### Passage
============

The world around us is distorting and cracking like overheated vinyl, but it is precisely in these cracks that a new aesthetic is sprouting. Welcome to our cyberpunk. Here, neon lights are replaced by the dim light of an oil lamp in a Polissya peasant hut, and instead of the cold iron of neuroimplants, there is tradition, injected directly into Ableton tracks. The Cmyk project has become a main gateway through which the updated protocol of our mental autonomy flows into the system.
The Cmyk Foundation focuses on combining archaic Ukrainian elements with experimental electronics in raves, concerts, and educational projects at the intersection of different art forms. The Cmyk’s second educational project for electronic musicians was completed in February, teaching musicians to integrate traditional music into electronic music. The Education 2.0 course has outgrown its training format, becoming a full-fledged initiation intoethno-rave. In this environment, sterile high-tech sound resonated with the rough, living truth of forgotten villages.
The program was led by curators, a sound producer and multi-instrumentalist Vitaliy Symonenko (responsible for the electronic infrastructure) while ethnographer and leader of the traditional band DvaTry, Mariya Kononchuk, provided a deeper dive into tradition. Over the course of eight weeks, 23 participants explored Drone sounds and the Glitch paradigm, listened to lectures on the peculiarities of traditional music, learned ethical ways of working with music sources, and recorded sessions with traditional performers.
The researcher and performer Nadiya Khanis presented the traditional singing style, while ethnomusicologists Yevheniya Shulha and Mariya Kononchuk analyzed the instrumental heritage in detail. Electronic artist Mark Medvedev and bass guitarist of the band Subscum Nuri Ashurova were responsible for the digital side of the process and complex concepts of synthetic sound.
The result was a public showcase party. Six active participants demonstrated that archaic music, instead of remaining frozen in anticipation of researchers, could breathe, change color, and pulsate to the rhythm of modern subwoofers.
Behind each of these six soundscapes were specific musicians, masters of their own section of the sound space, working with frequencies that cannot be drowned out.
Sound as atonement
Pavlo Sidash is a visual artist whose path to music lay through the painful overcoming of postcolonial trauma. Until 2022, he existed in a safe but illusory “apolitical” paradigm, seeing no threat in consuming Russian content. However, full-scale war and his encounter with The Cmyk provoked a rapid transformation of his identity. At first, Pavlo punished himself for feeling like a hypocrite due to the rapidity of these changes but eventually found support in cultural resistance.
As an experienced web designer, he transfers graphic insights to a sound canvas, working with music as if it were a layering of textures. His method is to reject the rigid “squareness” of techno in favor of flowing melodic lines and less structure in traditional music. Having found the ideal symbiosis of singing and ambient, Pavlo deliberately left vocals of Ukrainian traditional songs that he used almost untouched. A slight echo in his final work immerses the listener in the space of mountain peaks, allowing the voice to overcome synthetic barriers.

============

### Requirements
1) According to the passage, how many participants took part in the eight-week program?
2) Indicate whether each statement agrees with the passage: (a) Six active participants performed at the public showcase party. (b) Vitaliy Symonenko is the leader of the traditional band DvaTry. (c) Pavlo Sidash heavily processed the vocals of the Ukrainian traditional songs he used.
The listing is material separate from the passage.

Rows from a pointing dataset
============

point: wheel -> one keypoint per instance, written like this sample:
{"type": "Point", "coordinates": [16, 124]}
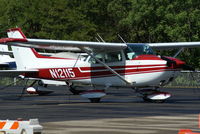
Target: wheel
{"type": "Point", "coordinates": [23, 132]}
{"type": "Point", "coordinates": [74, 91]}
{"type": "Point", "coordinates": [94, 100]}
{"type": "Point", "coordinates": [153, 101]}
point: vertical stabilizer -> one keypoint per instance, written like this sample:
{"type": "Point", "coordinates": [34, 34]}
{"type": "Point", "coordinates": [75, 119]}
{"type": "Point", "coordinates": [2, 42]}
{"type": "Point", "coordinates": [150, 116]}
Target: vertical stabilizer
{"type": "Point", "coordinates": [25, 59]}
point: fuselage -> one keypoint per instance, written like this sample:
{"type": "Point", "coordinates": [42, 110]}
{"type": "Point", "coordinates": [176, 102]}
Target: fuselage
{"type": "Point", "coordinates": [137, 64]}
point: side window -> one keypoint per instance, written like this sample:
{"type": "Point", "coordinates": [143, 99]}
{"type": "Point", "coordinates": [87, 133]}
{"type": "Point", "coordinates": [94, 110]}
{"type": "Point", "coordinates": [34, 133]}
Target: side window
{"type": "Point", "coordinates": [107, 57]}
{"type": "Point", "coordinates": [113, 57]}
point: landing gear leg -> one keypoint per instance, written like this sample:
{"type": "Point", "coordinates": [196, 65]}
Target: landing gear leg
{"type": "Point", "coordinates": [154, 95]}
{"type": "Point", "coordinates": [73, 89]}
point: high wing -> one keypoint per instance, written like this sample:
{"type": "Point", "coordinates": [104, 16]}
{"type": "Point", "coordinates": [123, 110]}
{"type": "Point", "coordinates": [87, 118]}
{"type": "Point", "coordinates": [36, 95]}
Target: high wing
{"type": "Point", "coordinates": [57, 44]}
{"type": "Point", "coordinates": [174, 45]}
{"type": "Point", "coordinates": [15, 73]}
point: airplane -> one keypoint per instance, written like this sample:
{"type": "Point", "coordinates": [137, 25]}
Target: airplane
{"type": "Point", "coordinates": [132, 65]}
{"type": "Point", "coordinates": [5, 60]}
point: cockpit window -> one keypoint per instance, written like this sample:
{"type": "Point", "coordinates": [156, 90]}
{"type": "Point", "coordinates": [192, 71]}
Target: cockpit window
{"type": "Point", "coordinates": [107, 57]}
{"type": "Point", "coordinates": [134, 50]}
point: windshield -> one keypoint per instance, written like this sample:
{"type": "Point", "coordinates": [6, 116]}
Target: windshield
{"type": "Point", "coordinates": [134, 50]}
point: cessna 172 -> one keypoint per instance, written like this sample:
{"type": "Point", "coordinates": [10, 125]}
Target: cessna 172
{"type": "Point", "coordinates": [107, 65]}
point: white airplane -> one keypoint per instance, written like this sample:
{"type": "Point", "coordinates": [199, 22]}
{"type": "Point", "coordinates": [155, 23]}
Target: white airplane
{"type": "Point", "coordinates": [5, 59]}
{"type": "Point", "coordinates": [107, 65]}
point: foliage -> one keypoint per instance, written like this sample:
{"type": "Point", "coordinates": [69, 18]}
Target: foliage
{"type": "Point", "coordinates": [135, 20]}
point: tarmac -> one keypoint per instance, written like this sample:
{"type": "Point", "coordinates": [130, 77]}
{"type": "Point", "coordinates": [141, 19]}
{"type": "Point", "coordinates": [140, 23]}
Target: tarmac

============

### Solutions for each task
1) 23 participants.

2)
(a) Yes: "Six active participants demonstrated that archaic music, instead of remaining frozen in anticipation of researchers, could breathe, change color, and pulsate to the rhythm of modern subwoofers."
(b) No: "ethnographer and leader of the traditional band DvaTry, Mariya Kononchuk"
(c) No: "Pavlo deliberately left vocals of Ukrainian traditional songs that he used almost untouched."